= Supplied information =
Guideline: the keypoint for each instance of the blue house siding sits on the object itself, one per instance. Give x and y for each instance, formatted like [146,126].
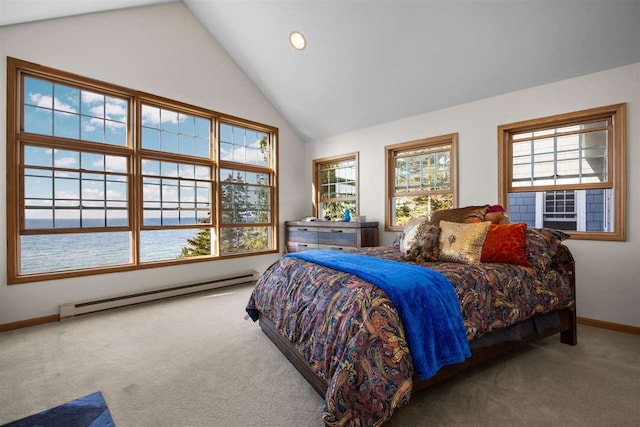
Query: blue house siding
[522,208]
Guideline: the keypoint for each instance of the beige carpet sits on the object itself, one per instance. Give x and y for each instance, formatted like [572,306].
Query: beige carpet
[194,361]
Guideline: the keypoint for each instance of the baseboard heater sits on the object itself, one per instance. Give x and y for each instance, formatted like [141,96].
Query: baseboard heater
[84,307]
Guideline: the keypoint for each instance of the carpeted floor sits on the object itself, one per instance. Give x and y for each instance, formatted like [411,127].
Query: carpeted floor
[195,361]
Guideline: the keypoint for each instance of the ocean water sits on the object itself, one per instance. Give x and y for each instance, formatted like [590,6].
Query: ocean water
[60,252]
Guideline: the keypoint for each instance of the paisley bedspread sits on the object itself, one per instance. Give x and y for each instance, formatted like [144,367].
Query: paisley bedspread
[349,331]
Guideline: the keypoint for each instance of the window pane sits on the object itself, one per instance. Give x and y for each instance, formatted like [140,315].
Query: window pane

= Problem to work on =
If a line in the data above holds the string "itself", report that line.

= Output of the exercise =
Guideline: the keypoint for each instance of the blue house siding sits on the object itself, one per instance. Give x and y for each instance, formatted like [146,126].
Guideline: the keypoint for each instance of the beige carpet sits on the object itself, one per instance. Give x and y for each instance, formatted like [572,306].
Guideline: the keypoint for each instance of the baseboard heater sits on the object itself, one per instance. Give x and y for each instance, formatted like [141,96].
Guideline: the keypoint for each instance of the carpeted floor sits on the object itself, one per instance. Give x and y for each instance, formatted like [411,127].
Guideline: the keypoint for each instance of the ocean water sits on the object itself, one per instance. Give x and y for each instance, formatted like [590,6].
Guideline: the keypoint for each instance of the paisley bedspread sits on the object itself, one per instance. Give x and y for each instance, formatted like [144,367].
Guideline: the keypoint for each instance of the window pane sits on the object itself, one per instance. Give x and y for each instance, formatted like [140,315].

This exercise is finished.